* _Aim of the exercise_
Copy the data below exactly. Any pictures in it should be omitted.

* _Supplied records_
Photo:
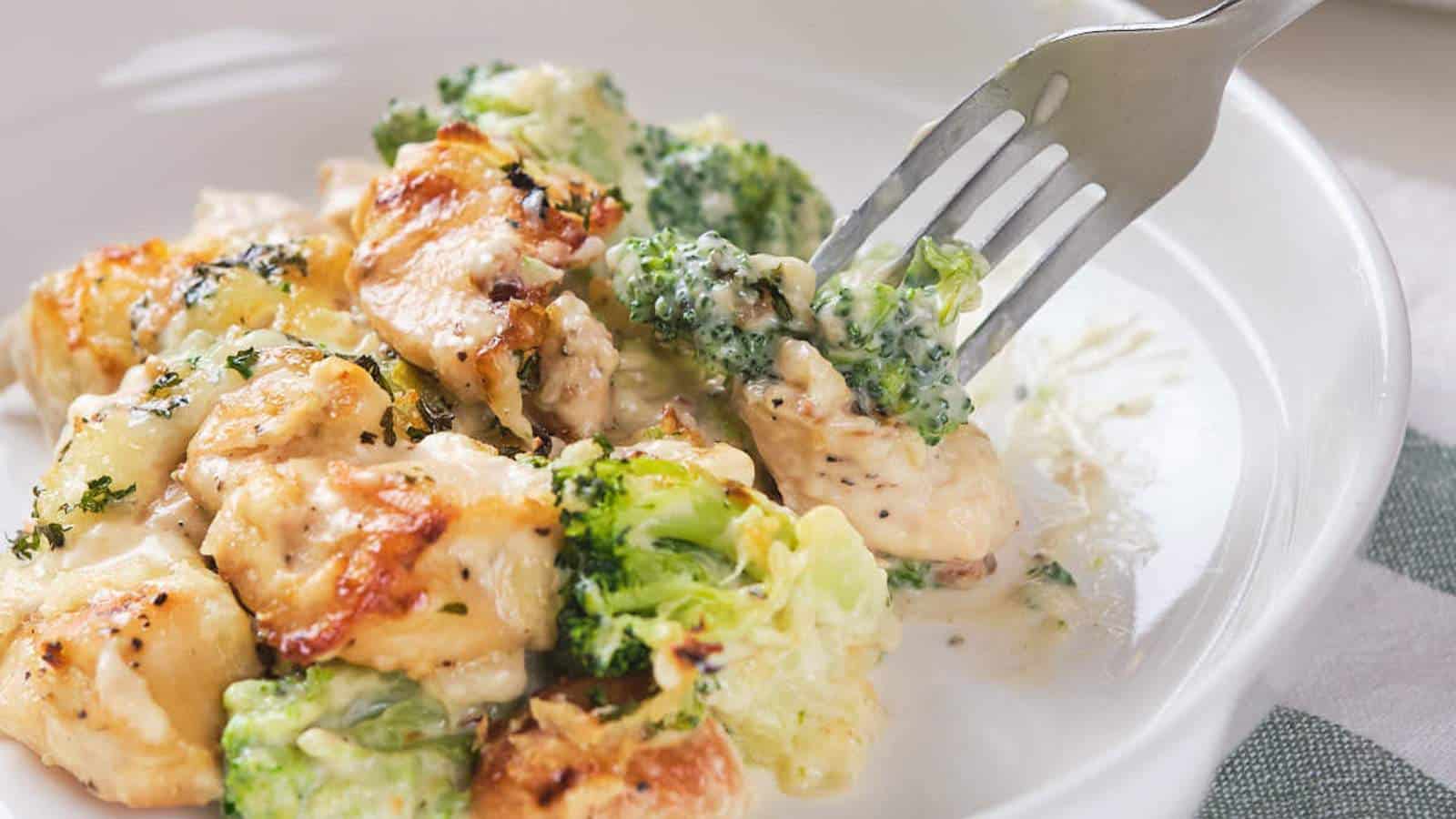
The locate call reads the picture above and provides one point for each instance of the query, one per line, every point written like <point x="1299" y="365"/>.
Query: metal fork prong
<point x="1056" y="266"/>
<point x="968" y="118"/>
<point x="1033" y="212"/>
<point x="986" y="181"/>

* _Your response_
Photo:
The locate call reads the picture above and provides one point for each instance of the query, one per line, every point written like <point x="1299" y="365"/>.
Query: metal fork prong
<point x="1056" y="266"/>
<point x="968" y="118"/>
<point x="1033" y="212"/>
<point x="986" y="181"/>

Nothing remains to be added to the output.